WHAT THE TASK ASKS: Write exactly, with no line omitted or added, the span beginning at the line that holds "Exercise. Mark the tree bark" and ending at the last line of the records.

Dataset excerpts:

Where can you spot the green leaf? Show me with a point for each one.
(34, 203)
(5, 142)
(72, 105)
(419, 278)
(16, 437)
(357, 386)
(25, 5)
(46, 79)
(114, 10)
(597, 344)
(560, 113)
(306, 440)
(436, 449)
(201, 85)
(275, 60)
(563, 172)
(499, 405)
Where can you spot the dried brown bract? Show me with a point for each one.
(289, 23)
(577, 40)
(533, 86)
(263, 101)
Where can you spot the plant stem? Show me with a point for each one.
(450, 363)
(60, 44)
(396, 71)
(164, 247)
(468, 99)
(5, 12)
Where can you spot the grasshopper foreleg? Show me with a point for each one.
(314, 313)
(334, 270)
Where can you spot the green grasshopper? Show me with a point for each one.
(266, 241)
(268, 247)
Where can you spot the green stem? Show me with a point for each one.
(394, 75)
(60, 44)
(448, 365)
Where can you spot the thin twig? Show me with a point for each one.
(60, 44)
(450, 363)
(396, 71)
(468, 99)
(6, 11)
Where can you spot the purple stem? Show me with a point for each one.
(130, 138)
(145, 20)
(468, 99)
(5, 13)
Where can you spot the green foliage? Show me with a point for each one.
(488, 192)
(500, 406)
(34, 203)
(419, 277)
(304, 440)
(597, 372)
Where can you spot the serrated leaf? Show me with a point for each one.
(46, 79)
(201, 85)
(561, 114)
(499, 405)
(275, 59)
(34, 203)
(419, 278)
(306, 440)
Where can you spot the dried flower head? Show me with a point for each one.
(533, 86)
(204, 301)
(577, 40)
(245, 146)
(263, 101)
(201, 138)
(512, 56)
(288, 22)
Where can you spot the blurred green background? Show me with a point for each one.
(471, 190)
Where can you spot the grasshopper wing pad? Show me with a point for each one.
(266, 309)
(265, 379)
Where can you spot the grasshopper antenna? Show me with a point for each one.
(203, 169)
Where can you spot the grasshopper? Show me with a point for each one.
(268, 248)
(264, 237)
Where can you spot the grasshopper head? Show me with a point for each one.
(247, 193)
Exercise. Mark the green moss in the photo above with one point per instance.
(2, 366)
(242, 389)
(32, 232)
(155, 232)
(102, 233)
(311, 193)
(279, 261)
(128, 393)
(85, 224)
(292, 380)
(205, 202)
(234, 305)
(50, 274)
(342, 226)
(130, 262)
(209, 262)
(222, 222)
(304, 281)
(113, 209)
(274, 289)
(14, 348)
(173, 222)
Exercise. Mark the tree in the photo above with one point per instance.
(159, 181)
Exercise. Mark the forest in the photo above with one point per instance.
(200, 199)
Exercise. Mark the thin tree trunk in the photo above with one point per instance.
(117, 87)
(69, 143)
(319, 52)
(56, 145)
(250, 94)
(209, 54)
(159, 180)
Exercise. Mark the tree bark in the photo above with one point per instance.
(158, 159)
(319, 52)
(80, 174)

WRITTEN RESPONSE:
Exercise. Mark the tree bark in the photo above with one point per instance.
(158, 159)
(319, 52)
(80, 174)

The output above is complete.